(Records contained in a dataset)

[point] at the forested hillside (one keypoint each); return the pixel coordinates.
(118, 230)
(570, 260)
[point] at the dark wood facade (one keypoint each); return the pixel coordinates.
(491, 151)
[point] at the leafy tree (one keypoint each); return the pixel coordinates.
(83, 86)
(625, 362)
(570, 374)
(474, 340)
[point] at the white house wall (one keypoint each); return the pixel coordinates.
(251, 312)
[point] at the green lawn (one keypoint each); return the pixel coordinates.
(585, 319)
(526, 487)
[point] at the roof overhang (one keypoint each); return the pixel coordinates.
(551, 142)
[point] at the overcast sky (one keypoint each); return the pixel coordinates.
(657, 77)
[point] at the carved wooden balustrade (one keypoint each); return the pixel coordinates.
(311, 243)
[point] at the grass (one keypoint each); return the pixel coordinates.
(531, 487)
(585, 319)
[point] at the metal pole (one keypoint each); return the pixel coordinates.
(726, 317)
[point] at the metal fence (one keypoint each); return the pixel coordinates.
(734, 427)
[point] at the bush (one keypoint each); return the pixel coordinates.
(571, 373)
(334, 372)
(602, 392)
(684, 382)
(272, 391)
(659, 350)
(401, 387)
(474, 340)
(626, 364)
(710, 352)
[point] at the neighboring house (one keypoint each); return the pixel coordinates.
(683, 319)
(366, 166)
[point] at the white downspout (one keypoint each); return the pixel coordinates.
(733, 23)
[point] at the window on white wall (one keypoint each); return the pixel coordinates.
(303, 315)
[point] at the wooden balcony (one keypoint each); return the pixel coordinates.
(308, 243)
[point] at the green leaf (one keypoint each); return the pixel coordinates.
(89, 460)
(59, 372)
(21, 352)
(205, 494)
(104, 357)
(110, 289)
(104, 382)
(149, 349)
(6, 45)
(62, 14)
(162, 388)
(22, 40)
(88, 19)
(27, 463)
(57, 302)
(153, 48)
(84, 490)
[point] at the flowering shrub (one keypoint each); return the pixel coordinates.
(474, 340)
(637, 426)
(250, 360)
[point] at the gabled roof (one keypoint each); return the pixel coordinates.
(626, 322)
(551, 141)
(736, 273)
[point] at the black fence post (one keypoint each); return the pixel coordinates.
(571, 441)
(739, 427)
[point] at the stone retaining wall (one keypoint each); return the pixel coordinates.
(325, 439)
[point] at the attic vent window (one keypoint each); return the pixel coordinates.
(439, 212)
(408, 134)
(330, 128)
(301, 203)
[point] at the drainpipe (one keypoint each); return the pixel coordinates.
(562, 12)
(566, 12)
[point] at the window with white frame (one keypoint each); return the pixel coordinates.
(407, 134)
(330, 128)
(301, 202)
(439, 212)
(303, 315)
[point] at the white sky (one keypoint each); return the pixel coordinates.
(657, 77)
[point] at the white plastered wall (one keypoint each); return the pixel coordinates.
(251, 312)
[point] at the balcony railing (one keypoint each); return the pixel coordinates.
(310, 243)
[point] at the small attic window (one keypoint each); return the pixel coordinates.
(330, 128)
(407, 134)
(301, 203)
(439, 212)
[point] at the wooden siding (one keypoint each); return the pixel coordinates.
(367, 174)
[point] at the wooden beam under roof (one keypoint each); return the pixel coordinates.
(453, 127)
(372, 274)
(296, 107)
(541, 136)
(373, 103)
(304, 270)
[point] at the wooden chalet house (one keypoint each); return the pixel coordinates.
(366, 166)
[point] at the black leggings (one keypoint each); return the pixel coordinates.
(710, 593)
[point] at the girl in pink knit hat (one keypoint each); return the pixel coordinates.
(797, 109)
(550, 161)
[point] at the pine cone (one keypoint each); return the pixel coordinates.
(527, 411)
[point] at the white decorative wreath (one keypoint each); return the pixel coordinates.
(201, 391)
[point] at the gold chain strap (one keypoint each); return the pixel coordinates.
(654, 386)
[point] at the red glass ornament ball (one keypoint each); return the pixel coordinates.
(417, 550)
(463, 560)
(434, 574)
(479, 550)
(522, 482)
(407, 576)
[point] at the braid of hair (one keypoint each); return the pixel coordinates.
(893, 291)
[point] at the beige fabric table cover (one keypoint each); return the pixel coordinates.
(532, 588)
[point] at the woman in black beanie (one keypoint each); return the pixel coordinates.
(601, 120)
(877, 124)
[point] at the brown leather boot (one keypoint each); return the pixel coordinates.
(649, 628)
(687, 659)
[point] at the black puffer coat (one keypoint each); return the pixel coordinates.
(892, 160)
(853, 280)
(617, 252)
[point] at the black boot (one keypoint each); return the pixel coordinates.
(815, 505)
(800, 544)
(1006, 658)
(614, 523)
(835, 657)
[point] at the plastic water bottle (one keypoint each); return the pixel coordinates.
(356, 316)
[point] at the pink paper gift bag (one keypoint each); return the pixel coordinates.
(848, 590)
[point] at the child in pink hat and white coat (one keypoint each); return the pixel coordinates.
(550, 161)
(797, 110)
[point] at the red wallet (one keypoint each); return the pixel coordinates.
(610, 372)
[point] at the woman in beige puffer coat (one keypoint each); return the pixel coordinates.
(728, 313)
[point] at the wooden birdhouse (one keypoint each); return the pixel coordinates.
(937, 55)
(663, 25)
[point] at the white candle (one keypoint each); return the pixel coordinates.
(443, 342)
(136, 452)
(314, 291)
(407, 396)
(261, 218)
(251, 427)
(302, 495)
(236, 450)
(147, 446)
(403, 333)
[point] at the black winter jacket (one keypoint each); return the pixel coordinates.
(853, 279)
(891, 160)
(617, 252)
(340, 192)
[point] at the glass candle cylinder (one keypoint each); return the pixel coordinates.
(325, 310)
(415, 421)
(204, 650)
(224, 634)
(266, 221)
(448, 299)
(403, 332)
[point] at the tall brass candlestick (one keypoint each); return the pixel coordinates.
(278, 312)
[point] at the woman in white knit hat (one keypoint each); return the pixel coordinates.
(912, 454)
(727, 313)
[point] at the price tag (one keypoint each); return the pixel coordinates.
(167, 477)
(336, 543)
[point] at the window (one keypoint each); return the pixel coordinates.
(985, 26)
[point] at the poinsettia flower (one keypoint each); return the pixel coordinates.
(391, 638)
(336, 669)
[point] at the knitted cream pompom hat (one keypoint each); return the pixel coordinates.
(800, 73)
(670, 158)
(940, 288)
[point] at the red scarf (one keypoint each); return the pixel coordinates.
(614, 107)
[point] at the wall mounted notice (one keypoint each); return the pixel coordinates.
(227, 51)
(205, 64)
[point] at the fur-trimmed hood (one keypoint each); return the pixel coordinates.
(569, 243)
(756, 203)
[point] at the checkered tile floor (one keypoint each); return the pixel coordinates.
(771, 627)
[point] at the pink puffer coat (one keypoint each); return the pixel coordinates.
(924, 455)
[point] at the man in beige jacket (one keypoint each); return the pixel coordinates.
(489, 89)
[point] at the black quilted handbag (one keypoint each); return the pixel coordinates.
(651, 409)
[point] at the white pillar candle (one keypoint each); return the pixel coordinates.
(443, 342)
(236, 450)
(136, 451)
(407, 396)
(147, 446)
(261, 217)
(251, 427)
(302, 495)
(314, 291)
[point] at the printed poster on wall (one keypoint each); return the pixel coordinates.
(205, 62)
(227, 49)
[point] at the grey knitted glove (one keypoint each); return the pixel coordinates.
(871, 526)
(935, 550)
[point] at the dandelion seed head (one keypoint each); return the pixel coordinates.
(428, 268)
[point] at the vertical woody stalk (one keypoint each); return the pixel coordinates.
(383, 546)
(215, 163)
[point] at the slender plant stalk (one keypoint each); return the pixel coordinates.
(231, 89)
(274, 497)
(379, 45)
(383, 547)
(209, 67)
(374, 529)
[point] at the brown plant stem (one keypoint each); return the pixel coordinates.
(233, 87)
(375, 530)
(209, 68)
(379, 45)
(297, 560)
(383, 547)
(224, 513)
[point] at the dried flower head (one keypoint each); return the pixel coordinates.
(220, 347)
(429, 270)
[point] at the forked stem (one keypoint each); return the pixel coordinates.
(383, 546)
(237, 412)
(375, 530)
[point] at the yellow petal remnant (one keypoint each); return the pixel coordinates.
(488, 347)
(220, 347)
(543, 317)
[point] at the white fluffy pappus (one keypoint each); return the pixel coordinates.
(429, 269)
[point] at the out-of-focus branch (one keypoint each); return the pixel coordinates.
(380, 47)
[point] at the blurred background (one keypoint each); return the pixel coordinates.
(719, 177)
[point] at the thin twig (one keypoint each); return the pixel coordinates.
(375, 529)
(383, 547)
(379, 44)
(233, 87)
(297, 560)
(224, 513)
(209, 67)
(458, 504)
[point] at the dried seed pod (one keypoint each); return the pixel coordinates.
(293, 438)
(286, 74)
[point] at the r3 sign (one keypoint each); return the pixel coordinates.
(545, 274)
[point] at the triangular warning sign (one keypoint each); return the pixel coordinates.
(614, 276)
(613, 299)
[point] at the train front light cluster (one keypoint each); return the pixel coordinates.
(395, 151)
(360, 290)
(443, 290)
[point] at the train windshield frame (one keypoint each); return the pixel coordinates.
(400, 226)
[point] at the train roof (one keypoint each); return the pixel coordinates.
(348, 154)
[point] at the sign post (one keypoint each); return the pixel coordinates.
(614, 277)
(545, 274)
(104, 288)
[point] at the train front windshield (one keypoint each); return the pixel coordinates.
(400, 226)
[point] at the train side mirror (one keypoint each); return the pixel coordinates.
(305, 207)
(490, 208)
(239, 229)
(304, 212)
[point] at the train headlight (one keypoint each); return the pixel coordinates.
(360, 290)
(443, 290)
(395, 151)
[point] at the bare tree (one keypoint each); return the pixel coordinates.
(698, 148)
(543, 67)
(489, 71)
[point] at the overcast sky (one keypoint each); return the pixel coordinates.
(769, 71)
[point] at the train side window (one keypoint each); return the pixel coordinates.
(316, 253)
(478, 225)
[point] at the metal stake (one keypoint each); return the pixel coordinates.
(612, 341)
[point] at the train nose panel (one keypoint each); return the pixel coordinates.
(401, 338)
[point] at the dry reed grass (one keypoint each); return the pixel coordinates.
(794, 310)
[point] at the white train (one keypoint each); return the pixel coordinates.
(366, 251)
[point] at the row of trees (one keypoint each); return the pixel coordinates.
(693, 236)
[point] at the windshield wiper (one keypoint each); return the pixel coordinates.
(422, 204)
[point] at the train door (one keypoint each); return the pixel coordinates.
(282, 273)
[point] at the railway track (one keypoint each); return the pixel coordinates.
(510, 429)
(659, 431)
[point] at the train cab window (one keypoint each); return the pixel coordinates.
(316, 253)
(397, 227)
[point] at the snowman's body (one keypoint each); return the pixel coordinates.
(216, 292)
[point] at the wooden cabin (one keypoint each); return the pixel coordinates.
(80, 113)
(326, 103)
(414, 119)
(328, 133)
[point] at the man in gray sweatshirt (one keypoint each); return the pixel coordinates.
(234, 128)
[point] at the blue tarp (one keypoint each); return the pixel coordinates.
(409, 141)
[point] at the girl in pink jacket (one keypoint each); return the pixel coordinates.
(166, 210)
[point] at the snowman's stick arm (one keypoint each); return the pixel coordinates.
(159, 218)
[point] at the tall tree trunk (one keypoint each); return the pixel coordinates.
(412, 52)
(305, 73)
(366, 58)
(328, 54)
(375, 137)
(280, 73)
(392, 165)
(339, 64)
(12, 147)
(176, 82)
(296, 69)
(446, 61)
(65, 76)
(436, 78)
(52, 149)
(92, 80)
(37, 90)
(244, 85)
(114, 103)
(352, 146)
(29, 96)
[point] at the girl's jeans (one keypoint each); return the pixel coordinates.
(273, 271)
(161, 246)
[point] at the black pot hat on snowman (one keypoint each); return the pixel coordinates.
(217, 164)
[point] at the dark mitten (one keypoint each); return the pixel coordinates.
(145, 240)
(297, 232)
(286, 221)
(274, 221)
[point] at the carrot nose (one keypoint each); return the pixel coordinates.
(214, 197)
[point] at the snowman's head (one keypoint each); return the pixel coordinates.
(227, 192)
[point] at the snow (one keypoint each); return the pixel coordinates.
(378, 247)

## Your task
The answer must be the line containing "[point] at the black pot" and every line after it to the end of the data, each set down exactly.

## Response area
[point] at the black pot hat on snowman (one keypoint each); return the pixel coordinates.
(217, 164)
[point] at the dark mitten (one keypoint each); return the pixel coordinates.
(145, 240)
(297, 232)
(286, 221)
(274, 221)
[point] at the carrot nose (one keypoint each); return the pixel coordinates.
(214, 197)
[point] at the snowman's head (one keypoint each); return the pixel coordinates.
(227, 192)
[point] at the snow (one keypoint each); return the pixel coordinates.
(378, 247)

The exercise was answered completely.